**TASK:** Pull out every line of the records below that contains the word "sign".

* begin RECORD SET *

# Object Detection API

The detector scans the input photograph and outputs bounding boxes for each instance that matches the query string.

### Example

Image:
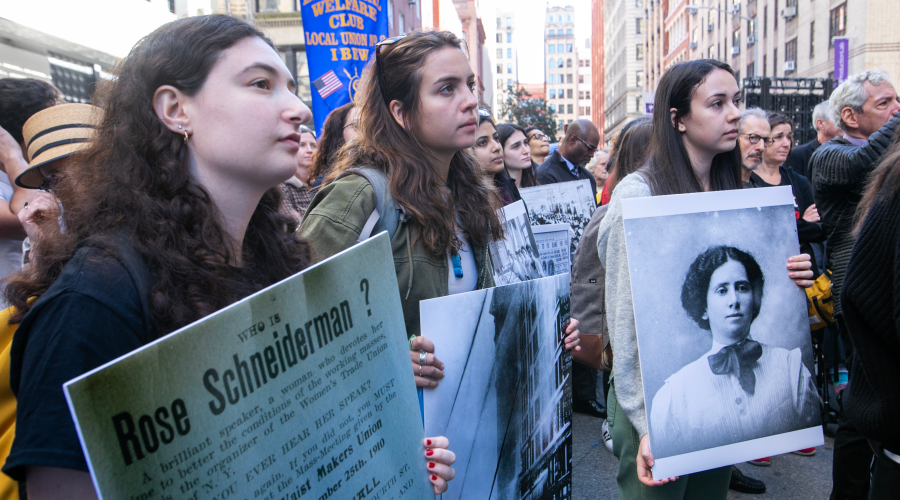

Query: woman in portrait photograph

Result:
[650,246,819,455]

* end RECORD SET *
* begin RECORD SET *

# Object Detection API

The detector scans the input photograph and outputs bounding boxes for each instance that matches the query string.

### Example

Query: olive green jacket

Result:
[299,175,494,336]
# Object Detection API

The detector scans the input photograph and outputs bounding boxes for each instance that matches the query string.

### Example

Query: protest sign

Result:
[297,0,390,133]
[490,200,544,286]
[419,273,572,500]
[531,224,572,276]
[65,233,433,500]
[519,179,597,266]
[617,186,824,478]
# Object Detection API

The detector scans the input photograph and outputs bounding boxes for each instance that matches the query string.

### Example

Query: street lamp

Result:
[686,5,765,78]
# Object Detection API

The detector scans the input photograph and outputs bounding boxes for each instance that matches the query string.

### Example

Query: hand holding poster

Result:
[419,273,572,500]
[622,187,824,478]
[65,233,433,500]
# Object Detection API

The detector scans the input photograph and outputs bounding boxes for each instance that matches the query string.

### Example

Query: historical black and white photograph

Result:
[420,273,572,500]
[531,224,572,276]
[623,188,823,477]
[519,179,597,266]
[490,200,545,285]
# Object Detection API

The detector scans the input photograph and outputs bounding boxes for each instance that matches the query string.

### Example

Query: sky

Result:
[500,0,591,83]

* end RECORD SET *
* begin RECORD SET *

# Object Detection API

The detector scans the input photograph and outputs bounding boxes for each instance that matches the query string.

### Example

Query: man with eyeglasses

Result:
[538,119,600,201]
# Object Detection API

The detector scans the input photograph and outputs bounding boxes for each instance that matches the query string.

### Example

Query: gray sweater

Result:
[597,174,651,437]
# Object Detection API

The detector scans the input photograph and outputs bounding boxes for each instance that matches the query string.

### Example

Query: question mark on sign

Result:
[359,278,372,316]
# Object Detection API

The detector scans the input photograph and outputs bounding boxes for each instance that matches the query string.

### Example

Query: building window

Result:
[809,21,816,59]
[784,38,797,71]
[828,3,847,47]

* end RECORD SET *

**RESULT OF THIS TASK:**
Query: protest sign
Query: question mark on sign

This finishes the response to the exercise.